------ Document ------

A New Meadow – Visiting Shrewsbury Town

At the weekend, for my birthday, I went to Shropshire with my family. As I have noted in other posts (see, for example, Favourite Poems – “A Shropshire Lad” by A.E.Housman, A Visit to Attingham Park, and Book Review: “The Lucky Ones” by Mark Edwards), I was born in Shrewsbury and grew up in Shropshire. Part of the weekend visit was so that I (together with my son) could go to watch Shrewsbury Town play their final match of the season. These days, my main football team is Sheffield United – but I always keep a close eye on Shrewsbury’s matches… but this was my first visit to their new (at least to me) stadium.

When I was growing up I used to go to the Gay Meadow to watch Shrewsbury from time to time. But, as a glory-hunting kid in the late 70s, when I first got into football, I settled on Liverpool as my main team. By the time I was in my mid to late teens, I turned back to Shrewsbury, but upon leaving Shropshire when I went to university in Sheffield, I decided that I would take the opportunity to finally support a large team that I would be able to go and watch on a regular basis. Back in those days there was no internet and with no relations living in Shropshire, it was hard to follow Shrewsbury and I couldn’t imagine going to watch them again.

------

Given instruction 1 » Reproduce the listing from the line containing "Would you mind indicating the road" through the end of the listing, with both ends included.

------ Source records ------

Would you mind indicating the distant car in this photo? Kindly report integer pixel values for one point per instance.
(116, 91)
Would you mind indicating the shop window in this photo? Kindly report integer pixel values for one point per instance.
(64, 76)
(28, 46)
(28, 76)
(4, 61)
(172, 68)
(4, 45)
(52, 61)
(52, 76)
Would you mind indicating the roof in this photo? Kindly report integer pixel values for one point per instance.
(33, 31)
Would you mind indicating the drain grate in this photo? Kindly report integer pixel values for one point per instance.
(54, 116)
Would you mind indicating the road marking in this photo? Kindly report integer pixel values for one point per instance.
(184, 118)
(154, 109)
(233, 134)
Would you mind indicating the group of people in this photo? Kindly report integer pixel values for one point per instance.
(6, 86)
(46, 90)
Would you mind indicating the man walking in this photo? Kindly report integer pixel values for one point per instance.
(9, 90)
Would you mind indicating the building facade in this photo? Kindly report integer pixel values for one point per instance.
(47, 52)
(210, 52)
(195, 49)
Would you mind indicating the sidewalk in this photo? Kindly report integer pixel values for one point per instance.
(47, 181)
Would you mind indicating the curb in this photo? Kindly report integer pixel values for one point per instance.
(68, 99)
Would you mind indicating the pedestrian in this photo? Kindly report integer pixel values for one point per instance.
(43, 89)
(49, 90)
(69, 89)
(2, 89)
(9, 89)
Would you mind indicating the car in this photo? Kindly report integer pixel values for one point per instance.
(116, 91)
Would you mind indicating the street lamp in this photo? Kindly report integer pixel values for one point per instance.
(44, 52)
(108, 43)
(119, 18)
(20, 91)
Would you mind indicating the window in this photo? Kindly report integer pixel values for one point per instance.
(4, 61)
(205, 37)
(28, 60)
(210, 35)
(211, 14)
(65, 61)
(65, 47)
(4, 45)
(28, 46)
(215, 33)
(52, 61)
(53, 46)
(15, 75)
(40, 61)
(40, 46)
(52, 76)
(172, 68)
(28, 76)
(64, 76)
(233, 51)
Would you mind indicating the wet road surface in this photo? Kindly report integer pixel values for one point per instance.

------

Given instruction 2 »
Using the post about visiting Shrewsbury Town, answer these:
(a) In which town was the writer born?
(b) Which team did the writer settle on as a main team in the late 70s?
(c) In which city did the writer go to university?

Correct output 1 »
Would you mind indicating the road marking in this photo? Kindly report integer pixel values for one point per instance.
(184, 118)
(154, 109)
(233, 134)
Would you mind indicating the group of people in this photo? Kindly report integer pixel values for one point per instance.
(6, 86)
(46, 90)
Would you mind indicating the man walking in this photo? Kindly report integer pixel values for one point per instance.
(9, 90)
Would you mind indicating the building facade in this photo? Kindly report integer pixel values for one point per instance.
(47, 52)
(210, 52)
(195, 49)
Would you mind indicating the sidewalk in this photo? Kindly report integer pixel values for one point per instance.
(47, 181)
Would you mind indicating the curb in this photo? Kindly report integer pixel values for one point per instance.
(68, 99)
Would you mind indicating the pedestrian in this photo? Kindly report integer pixel values for one point per instance.
(43, 89)
(49, 90)
(69, 89)
(2, 89)
(9, 89)
Would you mind indicating the car in this photo? Kindly report integer pixel values for one point per instance.
(116, 91)
Would you mind indicating the street lamp in this photo? Kindly report integer pixel values for one point per instance.
(44, 52)
(108, 43)
(119, 18)
(20, 91)
Would you mind indicating the window in this photo? Kindly report integer pixel values for one point per instance.
(4, 61)
(205, 37)
(28, 60)
(210, 35)
(211, 14)
(65, 61)
(65, 47)
(4, 45)
(28, 46)
(215, 33)
(52, 61)
(53, 46)
(15, 75)
(40, 61)
(40, 46)
(52, 76)
(172, 68)
(28, 76)
(64, 76)
(233, 51)
Would you mind indicating the wet road surface in this photo? Kindly report integer pixel values for one point per instance.

Correct output 2 »
(a) Shrewsbury
(b) Liverpool
(c) Sheffield